WORK TO COMPLETE = Begin at the line containing "The component shall return one point per instance of the framed" and reproduce every line through the end of the entries below. Nothing else should appear.

GIVEN DATA =
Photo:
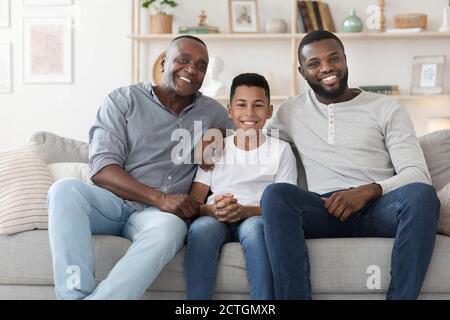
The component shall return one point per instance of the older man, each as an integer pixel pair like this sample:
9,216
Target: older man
140,192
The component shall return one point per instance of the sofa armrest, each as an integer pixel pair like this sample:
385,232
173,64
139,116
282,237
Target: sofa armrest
53,148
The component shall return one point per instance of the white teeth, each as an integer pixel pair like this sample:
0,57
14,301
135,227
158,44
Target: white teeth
185,79
330,78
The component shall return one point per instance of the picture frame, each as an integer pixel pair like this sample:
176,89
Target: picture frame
35,3
428,75
47,52
5,68
243,16
4,13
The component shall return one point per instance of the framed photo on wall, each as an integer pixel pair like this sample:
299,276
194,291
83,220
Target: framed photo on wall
5,68
4,13
428,75
243,16
47,50
31,3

WRITTEN ANSWER =
The component shall return one point per instance of the framed photo on wall, each as an integer pixel pair like this sample:
299,276
194,291
83,220
Target: framed photo on wall
5,68
4,13
428,75
243,16
47,50
31,3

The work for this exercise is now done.